[Opening Records supplied section]
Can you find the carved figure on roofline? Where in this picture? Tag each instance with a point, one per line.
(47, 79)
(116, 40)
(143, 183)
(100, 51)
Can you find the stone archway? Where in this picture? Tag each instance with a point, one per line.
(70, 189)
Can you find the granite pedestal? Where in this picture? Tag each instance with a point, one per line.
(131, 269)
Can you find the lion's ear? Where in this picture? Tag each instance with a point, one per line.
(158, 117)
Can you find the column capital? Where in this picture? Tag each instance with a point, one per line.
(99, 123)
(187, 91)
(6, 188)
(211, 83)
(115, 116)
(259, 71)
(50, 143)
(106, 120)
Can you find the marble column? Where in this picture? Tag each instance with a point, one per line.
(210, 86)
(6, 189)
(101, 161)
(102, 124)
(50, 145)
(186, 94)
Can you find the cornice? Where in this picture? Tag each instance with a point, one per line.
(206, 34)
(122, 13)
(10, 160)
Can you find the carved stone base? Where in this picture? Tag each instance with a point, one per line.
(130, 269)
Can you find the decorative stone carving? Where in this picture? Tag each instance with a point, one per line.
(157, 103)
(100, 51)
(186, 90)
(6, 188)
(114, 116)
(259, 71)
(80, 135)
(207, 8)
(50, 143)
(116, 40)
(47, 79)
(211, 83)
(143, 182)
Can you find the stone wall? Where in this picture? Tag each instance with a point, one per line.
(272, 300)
[Closing Records supplied section]
» **Work task**
Write the data out again in full. Match it word for word.

» **Final answer**
Can you find the carved figure on roofline? Where in this picture? Tag each instance with a point, one per line.
(47, 79)
(116, 40)
(143, 183)
(100, 51)
Can you find the stone archway? Where in this picture? Tag each instance with a point, one per line.
(70, 189)
Can you find the granite pedestal? Where in this picture? Tag each instance with a point, one per line.
(131, 269)
Can you find the lion's ear? Where in this picture? Tag each instance with a point, one per line.
(158, 117)
Can you find the column capital? Where in this picture? Tag each instance with a point, one per line.
(99, 123)
(187, 91)
(6, 188)
(211, 83)
(115, 116)
(259, 71)
(50, 143)
(106, 120)
Can you find the marble column? Where in this picture? Tag each instance with a point, one per line.
(210, 86)
(6, 189)
(101, 161)
(102, 124)
(50, 145)
(186, 94)
Can you find the cornice? Where in this picture? Tag each instance with a point, one per line.
(206, 34)
(122, 13)
(10, 160)
Can you find the carved stone base? Where in this picture? Tag each instance with a point, one per line.
(130, 269)
Can you find the decorative stone carving? Where in this picture? Tag each instance with a point, one per line.
(157, 103)
(100, 51)
(186, 90)
(6, 188)
(114, 116)
(259, 71)
(80, 135)
(207, 8)
(50, 143)
(116, 40)
(47, 79)
(211, 83)
(143, 182)
Can you find the stone wall? Where in this picture? Tag each instance with a point, one per line.
(272, 300)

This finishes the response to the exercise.